### [What is being asked]
Transcribe the data. Leave out nothing.
· · ·
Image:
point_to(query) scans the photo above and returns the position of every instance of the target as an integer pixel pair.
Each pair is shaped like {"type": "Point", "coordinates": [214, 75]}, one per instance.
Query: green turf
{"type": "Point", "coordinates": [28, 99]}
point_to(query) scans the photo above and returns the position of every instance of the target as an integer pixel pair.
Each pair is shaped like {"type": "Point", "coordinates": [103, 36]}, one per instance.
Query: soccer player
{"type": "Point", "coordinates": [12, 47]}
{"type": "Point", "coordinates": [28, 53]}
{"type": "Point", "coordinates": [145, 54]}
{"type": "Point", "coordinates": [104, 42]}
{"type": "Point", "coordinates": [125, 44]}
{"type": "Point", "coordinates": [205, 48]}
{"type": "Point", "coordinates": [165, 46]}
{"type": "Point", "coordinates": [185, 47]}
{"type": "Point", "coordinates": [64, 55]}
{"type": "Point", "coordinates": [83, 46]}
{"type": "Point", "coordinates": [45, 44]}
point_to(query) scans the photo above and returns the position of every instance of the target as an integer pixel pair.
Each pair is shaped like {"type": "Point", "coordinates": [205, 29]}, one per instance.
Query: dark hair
· · ·
### [Expected answer]
Image:
point_to(query) scans the photo above and returns the position of every instance of the target as an integer pixel pair.
Each pair is shaped like {"type": "Point", "coordinates": [214, 75]}, one per instance.
Query: green turf
{"type": "Point", "coordinates": [28, 99]}
point_to(query) scans the photo above and returns the position of every instance of the target as an integer pixel pair.
Each pair is shaped like {"type": "Point", "coordinates": [103, 36]}, one per instance.
Query: soccer player
{"type": "Point", "coordinates": [12, 47]}
{"type": "Point", "coordinates": [28, 53]}
{"type": "Point", "coordinates": [145, 54]}
{"type": "Point", "coordinates": [104, 42]}
{"type": "Point", "coordinates": [125, 44]}
{"type": "Point", "coordinates": [205, 48]}
{"type": "Point", "coordinates": [165, 46]}
{"type": "Point", "coordinates": [185, 47]}
{"type": "Point", "coordinates": [64, 55]}
{"type": "Point", "coordinates": [83, 46]}
{"type": "Point", "coordinates": [45, 44]}
point_to(query) scans the photo above and returns the position of every instance of the target as an integer pixel pair.
Each pair is shaped like {"type": "Point", "coordinates": [205, 29]}, one per instance.
Query: dark hair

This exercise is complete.